### Work instructions
a – In the oil price article, what did the Joint Maritime Information Center advise vessels transiting the strait to do?
b – Please reproduce the oil price article word for word between "Crude oil price" and "risk from mines.", inclusive.

Oil Price Today (June 19): Crude oil falls, heads for 9% weekly loss as shipping in Hormuz Strait begins. What are experts saying?

In a welcome relief for global economies, oil prices extended their decline on Friday and are headed for a steep weekly loss as shipping through the Strait of Hormuz gradually returns to normal following the US-Iran peace agreement.

Crude oil price on June 19

Brent crude slipped toward $79 a barrel and is down more than 9% for the week. West Texas Intermediate for August was trading near $76 a barrel. This comes after tankers carrying previously stranded cargoes started moving through the waterway on Thursday, while Kuwait said it would begin increasing production.

The US Central Command said it had lifted restrictions on traffic to and from Iranian ports and coastal areas. Separately, the Joint Maritime Information Center advised vessels transiting the strait to follow a route closer to Oman’s coastline to reduce the risk from mines.

US President Donald Trump welcomed the developments and dismissed criticism from Iran hawks, including some of his allies, who argued that the agreement gave away too much to Tehran. “The Markets are loving what is happening with Oil Prices way down, and Stocks way up,” Trump wrote on social media.

The latest decline in crude prices has erased nearly all of the gains sparked by the conflict that began in February, when the US and Israel launched attacks on Iran over its nuclear programme. The Strait of Hormuz, which links the Persian Gulf to global markets and typically handles about a fifth of the world’s oil supply, had been affected by blockades imposed by both Tehran and Washington.

Vice President JD Vance sought to ease concerns that Iran could eventually charge tolls for vessels using the strait, a move that could generate revenue for Tehran. He also said the 60-day timeline for resolving key issues under the memorandum of understanding had formally begun.

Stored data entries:

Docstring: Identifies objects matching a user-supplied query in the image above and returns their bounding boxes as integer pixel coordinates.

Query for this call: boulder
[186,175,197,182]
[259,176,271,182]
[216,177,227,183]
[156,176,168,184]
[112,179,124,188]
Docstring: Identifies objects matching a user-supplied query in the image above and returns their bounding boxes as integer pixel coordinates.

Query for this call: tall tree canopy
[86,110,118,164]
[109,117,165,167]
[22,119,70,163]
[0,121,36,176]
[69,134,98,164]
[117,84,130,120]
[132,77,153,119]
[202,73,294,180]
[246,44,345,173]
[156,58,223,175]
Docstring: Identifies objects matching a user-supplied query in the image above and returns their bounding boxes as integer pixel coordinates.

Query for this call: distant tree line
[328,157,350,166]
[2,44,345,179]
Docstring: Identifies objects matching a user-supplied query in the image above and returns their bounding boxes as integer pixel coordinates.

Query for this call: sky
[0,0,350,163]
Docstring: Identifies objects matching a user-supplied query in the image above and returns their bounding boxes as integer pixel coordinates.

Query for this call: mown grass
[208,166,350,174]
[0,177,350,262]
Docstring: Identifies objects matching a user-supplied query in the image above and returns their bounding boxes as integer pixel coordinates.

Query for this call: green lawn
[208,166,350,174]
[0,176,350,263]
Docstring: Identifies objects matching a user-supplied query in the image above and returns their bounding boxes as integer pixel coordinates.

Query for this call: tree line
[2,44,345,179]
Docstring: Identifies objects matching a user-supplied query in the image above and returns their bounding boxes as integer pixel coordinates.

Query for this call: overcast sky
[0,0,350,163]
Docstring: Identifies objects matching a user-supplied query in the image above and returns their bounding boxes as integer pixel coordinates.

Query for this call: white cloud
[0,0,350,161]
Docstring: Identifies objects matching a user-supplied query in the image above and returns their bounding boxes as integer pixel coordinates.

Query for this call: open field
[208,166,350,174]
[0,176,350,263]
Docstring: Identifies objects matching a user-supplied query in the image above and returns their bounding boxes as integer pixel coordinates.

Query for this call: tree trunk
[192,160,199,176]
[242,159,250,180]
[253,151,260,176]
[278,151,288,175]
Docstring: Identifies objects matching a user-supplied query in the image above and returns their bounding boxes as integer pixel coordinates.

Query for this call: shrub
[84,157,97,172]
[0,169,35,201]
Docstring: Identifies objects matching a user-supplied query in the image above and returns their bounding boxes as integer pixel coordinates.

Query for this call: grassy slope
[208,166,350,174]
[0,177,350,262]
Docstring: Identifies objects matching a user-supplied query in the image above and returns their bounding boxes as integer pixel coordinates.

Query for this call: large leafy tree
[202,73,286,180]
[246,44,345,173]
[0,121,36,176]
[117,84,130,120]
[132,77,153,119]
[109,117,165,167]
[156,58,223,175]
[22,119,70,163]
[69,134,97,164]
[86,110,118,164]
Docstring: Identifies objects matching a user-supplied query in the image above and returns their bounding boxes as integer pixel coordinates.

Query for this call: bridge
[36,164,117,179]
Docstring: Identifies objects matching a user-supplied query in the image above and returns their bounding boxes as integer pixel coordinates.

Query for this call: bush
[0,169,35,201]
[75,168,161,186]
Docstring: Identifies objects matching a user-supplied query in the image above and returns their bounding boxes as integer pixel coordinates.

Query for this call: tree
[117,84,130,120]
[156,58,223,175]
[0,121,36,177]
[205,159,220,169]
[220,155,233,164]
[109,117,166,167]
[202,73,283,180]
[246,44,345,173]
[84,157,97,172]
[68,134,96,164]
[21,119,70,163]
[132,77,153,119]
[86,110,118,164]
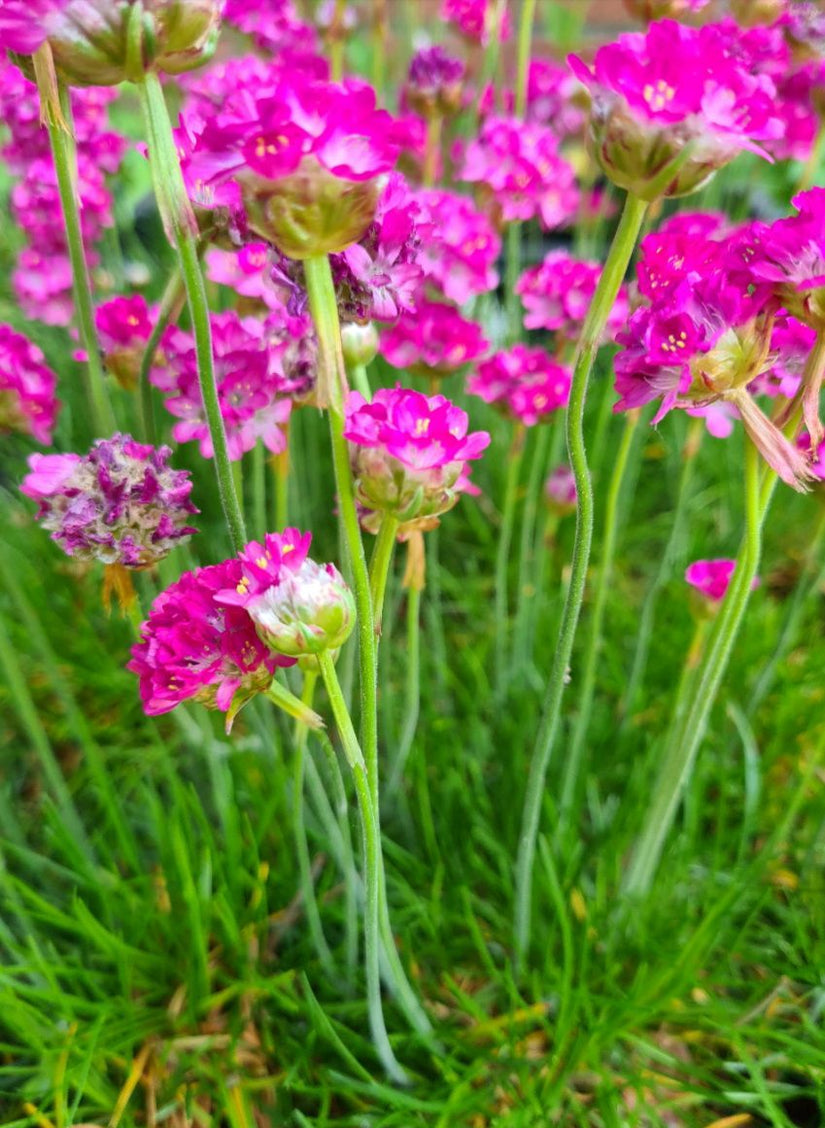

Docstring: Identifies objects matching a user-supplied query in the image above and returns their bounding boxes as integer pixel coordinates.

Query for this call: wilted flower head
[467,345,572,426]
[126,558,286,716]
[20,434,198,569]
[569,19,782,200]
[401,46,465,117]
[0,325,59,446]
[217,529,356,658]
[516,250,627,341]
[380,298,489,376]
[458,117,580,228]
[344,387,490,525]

--

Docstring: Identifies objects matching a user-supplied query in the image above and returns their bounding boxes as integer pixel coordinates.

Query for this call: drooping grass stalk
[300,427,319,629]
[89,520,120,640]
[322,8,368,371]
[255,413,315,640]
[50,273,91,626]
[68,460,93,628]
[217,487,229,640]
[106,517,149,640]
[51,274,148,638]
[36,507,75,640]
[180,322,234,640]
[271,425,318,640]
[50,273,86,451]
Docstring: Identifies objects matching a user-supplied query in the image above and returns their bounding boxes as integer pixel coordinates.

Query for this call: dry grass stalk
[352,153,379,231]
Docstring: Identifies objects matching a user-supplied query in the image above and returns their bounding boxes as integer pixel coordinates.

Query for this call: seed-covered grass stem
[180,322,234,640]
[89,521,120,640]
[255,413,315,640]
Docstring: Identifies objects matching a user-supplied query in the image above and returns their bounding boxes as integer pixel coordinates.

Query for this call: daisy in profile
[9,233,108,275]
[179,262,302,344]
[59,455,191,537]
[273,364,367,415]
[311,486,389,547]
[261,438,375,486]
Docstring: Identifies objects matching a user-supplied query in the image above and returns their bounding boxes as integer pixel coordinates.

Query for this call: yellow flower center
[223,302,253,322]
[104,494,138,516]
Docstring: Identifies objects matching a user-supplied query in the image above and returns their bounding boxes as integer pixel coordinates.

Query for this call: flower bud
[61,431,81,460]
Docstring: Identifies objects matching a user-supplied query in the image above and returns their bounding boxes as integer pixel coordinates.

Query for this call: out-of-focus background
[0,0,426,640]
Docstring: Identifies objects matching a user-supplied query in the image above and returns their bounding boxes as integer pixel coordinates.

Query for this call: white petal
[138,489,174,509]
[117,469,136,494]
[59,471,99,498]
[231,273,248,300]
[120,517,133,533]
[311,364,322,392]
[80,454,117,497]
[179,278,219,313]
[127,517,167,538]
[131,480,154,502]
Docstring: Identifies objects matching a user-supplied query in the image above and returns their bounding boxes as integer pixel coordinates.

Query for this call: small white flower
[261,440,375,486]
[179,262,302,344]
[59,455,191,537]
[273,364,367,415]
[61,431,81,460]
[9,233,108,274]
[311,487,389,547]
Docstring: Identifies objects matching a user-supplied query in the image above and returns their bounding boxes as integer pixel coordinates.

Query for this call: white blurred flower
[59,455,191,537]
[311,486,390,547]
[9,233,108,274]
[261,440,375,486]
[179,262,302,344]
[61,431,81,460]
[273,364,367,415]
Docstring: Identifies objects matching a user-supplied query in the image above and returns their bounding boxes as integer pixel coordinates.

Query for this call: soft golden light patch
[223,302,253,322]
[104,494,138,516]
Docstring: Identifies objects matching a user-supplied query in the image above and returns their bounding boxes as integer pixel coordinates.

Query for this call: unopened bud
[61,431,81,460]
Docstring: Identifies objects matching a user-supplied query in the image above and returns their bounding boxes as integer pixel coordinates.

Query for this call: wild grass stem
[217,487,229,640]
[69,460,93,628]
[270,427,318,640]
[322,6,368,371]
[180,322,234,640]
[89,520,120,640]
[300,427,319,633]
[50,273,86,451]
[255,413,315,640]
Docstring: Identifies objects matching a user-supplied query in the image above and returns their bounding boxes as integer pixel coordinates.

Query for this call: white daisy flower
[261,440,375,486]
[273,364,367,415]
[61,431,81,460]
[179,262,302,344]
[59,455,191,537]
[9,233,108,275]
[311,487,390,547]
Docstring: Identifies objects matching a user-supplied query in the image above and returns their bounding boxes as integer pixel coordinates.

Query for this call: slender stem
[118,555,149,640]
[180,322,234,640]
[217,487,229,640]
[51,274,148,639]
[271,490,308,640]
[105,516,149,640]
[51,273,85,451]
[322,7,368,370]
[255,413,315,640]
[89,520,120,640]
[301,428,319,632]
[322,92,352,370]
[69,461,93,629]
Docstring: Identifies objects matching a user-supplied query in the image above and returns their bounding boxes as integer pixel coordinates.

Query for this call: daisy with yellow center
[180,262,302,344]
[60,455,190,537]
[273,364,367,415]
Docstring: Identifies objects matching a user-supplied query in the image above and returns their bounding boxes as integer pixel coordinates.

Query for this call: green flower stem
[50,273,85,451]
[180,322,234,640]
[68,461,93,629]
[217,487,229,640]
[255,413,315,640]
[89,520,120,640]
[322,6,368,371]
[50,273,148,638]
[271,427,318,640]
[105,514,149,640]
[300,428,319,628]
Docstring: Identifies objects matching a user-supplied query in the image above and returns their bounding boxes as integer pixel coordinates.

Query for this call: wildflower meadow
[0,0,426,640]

### The answers
a – Follow a route closer to Oman’s coastline to reduce the risk from mines.

b –
Crude oil price on June 19

Brent crude slipped toward $79 a barrel and is down more than 9% for the week. West Texas Intermediate for August was trading near $76 a barrel. This comes after tankers carrying previously stranded cargoes started moving through the waterway on Thursday, while Kuwait said it would begin increasing production.

The US Central Command said it had lifted restrictions on traffic to and from Iranian ports and coastal areas. Separately, the Joint Maritime Information Center advised vessels transiting the strait to follow a route closer to Oman’s coastline to reduce the risk from mines.